The appellees T.J. Redditt and wife sued the appellant Vicksburg Hardwood Company to recover the statutory penalty for cutting and removing from appellees' land certain trees and for the actual value thereof, and also for damages in connection with other alleged trespasses.

The statutory penalty of $15 per tree is imposed by Section 1075, Code of 1942, as to trees of a particular species. According to the testimony on behalf of the complainants, who are the appellees here, the defendant Vicksburg Hardwood Company cut twenty-five trees off the land of the appellees without their consent, and twenty-four of which trees were of the species enumerated in the statute, the other one being a sycamore tree, for which the statute requires that the defendant shall pay the sum of $5. In other words, the suit under one count of the declaration is for $365 under this statute. The plaintiffs' proof tended to show that the actual value of these trees "would be over a hundred dollars worth"; and that it "would cost right at a hundred dollars" to compensate the complainants for the damages done to a road on his land over which logs were hauled. There is no proof in the record to sustain a judgment for more than $565. Nevertheless, the jury returned a verdict for $618. Upon the motion for a new trial the court should have reduced the judgment to the sum of $565.

Exercise details - Please take the court opinion above on the penalty for cutting trees further, beginning right after its last sentence.

Dataset -
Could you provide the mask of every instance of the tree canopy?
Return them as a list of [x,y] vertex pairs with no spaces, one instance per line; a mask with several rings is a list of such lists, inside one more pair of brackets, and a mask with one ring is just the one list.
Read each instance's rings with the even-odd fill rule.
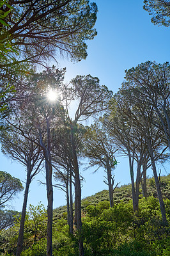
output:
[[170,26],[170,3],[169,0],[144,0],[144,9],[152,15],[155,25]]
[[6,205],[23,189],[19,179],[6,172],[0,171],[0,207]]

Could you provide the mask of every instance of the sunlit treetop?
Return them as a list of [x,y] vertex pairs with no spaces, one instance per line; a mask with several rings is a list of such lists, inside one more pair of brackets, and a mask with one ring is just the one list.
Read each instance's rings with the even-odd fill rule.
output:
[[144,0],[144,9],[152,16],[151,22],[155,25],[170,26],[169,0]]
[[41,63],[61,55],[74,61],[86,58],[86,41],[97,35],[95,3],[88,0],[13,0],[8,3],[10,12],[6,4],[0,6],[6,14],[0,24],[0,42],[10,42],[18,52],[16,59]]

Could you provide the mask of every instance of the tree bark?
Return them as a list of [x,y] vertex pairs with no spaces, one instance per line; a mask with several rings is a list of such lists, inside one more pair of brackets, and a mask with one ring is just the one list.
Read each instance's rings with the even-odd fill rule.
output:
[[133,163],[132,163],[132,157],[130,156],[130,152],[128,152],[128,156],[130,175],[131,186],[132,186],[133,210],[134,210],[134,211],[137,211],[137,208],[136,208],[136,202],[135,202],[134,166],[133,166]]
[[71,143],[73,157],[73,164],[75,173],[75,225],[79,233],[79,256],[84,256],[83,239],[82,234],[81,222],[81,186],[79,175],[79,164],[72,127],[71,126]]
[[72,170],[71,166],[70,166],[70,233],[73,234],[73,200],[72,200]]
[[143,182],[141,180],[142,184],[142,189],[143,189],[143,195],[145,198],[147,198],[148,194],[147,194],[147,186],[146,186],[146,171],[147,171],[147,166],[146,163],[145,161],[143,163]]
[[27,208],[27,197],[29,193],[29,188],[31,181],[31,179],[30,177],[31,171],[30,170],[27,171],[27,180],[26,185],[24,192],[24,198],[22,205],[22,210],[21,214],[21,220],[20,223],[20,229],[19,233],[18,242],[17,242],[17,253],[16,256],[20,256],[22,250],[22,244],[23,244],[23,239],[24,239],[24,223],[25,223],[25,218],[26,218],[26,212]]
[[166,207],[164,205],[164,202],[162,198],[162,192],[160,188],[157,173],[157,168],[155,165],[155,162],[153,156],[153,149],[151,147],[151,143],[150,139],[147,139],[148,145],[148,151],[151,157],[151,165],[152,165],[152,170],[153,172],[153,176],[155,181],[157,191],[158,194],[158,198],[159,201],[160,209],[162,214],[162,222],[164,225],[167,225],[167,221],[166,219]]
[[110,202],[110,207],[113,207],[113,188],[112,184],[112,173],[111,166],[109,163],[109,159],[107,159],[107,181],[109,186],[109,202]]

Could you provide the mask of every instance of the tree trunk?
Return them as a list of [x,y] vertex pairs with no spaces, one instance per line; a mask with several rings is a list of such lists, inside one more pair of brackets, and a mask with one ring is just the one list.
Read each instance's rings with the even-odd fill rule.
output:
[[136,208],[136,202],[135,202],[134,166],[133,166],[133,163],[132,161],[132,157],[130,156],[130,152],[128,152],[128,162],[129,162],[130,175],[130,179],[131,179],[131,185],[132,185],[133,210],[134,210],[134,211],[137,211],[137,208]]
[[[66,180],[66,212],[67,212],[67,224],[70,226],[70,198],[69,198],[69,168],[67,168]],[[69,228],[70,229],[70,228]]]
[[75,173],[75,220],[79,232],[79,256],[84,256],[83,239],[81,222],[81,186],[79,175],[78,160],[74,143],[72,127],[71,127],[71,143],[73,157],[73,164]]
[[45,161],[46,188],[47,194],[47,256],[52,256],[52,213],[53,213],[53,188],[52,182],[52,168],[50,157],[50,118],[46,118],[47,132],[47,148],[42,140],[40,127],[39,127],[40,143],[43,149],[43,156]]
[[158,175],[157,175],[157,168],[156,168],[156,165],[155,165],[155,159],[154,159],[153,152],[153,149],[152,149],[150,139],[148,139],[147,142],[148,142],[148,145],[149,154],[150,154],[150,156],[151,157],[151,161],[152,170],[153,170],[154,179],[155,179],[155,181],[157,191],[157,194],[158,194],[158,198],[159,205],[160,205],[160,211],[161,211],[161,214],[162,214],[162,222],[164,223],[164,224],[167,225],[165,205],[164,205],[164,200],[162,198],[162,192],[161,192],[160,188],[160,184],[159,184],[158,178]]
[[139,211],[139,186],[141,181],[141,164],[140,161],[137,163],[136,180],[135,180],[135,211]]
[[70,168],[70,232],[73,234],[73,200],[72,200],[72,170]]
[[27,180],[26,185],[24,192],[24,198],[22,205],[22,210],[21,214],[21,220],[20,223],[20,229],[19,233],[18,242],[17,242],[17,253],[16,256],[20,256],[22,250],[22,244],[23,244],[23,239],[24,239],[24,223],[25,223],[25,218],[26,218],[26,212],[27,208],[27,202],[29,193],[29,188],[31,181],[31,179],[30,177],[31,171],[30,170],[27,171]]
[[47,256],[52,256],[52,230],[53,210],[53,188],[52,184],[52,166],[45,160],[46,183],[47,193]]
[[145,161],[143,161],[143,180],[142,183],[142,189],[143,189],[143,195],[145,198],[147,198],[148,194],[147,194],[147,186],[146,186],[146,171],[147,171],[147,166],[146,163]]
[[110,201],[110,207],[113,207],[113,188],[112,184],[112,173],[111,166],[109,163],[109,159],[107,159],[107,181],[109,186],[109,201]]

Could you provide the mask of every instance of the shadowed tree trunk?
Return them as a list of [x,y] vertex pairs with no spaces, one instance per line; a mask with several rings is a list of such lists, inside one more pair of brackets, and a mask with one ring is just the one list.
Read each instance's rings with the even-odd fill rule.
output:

Answer to this exercise -
(Hn 1) There was a sharp conflict in the testimony as to whether more than six trees were cut and removed by the defendant from the land, and as to whether or not an agreement had been made whereby the defendant was to pay only the actual value for the timber. But we think that an issue was presented for the decision of the jury as to whether the defendant should pay the statutory penalty and the actual value for the twenty-five trees testified to by the complainants.

If the appellees shall within ten days from this date enter a remittitur reducing the judgment from $618 to $565 the judgment appealed from will be affirmed, otherwise the cause will be reversed and remanded for a new trial.

Affirmed with remittitur.

Arrington, Ethridge, Rodgers, and Jones, JJ., concur.


Summaries of

Vicksburg Hardwood Co. v. Redditt

Supreme Court of Mississippi
May 29, 1961
130 So. 2d 848 (Miss. 1961)
Case details for

Vicksburg Hardwood Co. v. Redditt

Case Details

Full title:VICKSBURG HARDWOOD CO., INC. v. REDDITT et ux

Court:Supreme Court of Mississippi

Date published: May 29, 1961

Citations

130 So. 2d 848 (Miss. 1961)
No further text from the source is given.